WHAT THIS TASK INVOLVES » Only the pictures stay out; every record is to be quoted exactly.

DATASET RECORDS »
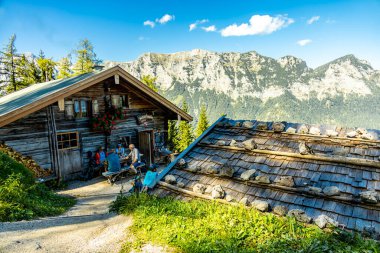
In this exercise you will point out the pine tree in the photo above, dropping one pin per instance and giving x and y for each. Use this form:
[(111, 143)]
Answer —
[(185, 131), (173, 141), (150, 82), (86, 58), (64, 67), (27, 71), (8, 65), (203, 123), (46, 66)]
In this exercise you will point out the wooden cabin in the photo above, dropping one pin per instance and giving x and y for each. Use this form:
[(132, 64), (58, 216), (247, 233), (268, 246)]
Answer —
[(58, 122), (263, 165)]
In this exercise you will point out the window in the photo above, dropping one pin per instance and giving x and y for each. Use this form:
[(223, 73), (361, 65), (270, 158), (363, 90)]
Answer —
[(81, 108), (125, 101), (67, 140)]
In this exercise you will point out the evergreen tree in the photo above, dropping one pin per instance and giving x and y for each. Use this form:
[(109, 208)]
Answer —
[(203, 123), (185, 131), (86, 58), (46, 66), (27, 71), (8, 65), (173, 141), (150, 81), (64, 67)]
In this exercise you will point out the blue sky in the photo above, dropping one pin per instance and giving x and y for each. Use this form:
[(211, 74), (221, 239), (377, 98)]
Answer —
[(316, 31)]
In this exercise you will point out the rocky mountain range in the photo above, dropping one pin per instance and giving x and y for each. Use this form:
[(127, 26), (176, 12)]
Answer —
[(248, 85)]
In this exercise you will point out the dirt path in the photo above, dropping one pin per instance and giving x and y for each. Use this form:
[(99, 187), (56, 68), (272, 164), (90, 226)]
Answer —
[(86, 227)]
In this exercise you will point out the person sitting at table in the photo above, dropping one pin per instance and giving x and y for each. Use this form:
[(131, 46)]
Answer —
[(120, 150), (150, 178), (113, 162), (100, 156), (135, 157)]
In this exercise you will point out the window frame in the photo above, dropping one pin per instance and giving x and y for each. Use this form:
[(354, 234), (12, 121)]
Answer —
[(88, 103), (69, 140)]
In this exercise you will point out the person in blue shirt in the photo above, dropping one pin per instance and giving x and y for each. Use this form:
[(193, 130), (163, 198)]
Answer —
[(150, 178), (100, 156), (120, 150), (113, 162)]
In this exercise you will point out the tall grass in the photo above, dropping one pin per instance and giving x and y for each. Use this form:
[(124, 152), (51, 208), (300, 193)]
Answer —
[(21, 198), (206, 226)]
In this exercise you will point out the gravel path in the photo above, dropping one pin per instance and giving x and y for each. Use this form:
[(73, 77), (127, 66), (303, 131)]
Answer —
[(86, 227)]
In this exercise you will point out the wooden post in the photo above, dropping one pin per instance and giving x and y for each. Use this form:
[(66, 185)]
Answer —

RESPONSE TO THIS TASK »
In this exercise you will point out the pine tree in the photo above, dropping one pin per instance and giving x and y for each. Use this form:
[(111, 143)]
Answer —
[(185, 131), (173, 141), (150, 82), (86, 58), (64, 67), (27, 71), (8, 65), (203, 123), (46, 66)]
In this exercise you will point out the wooden cabin in the photo above, dropping one pin per instance and giving x and y for each. Use this form:
[(132, 64), (58, 216), (247, 233), (268, 246)]
Answer —
[(58, 122), (263, 165)]
In this exercise you will point out the window in the photo above, dropping one pin per instance and giving x and y for each. Use this form:
[(223, 73), (361, 65), (270, 158), (363, 90)]
Answer —
[(81, 108), (125, 101), (67, 140)]
In this exercise you will point out the evergreen tree in the photo above, dropping one pin per instance and giving x and y for each. Use this form:
[(109, 208)]
Answer —
[(203, 123), (185, 131), (86, 58), (46, 66), (27, 71), (8, 65), (173, 141), (150, 81), (64, 67)]
In this exercise you will point out the blue sky in the photo above, dropping one pin per instance and giving x and y for each. Use this form:
[(211, 74), (221, 239), (377, 98)]
Answer —
[(316, 31)]
In this exercise you will point out the rocky mountain range in the photo above, dropping one pin per instance and giving x and y for each. Use this form:
[(127, 26), (176, 12)]
Answer —
[(248, 85)]
In this exercise you will point out the dirt path in the photo above, dropping one pin per instance and giving x and y for each. Use this form:
[(99, 187), (56, 68), (272, 164), (90, 226)]
Answer —
[(86, 227)]
In this exercise you will point out the person sitting at table in the photo above, dropping one pin per instance and giving x and y for each. Use this form:
[(131, 46)]
Answer —
[(120, 150), (150, 178), (113, 162), (100, 156), (135, 157)]
In this exercise you will point out the window frame in the photo above, dropping one pin per instance and giving x and y for each. Use this form:
[(354, 234), (12, 121)]
Answer —
[(88, 103), (69, 140)]
In this exercise you will point out the person in blue shirt in the photo above, dropping one pin per instance and giving x and y for each. Use this form:
[(193, 130), (163, 198)]
Answer —
[(150, 178), (100, 156), (120, 150), (113, 162)]
In this exercise you will point out the tall grass in the photo above, dropping one pin per instance and giving x and y for each. Use this form:
[(124, 152), (51, 208), (300, 193)]
Answer —
[(21, 198), (206, 226)]
In this exercise you will point out the gravel path in the photo above, dropping one pin per instance and giving x and y for each. Use this form:
[(73, 77), (127, 66), (303, 131)]
Answer —
[(86, 227)]
In this exercise you will point out the wooden post in the photo above, dropping one pin per instance and giving x and y for each. Use this form:
[(66, 185)]
Answer —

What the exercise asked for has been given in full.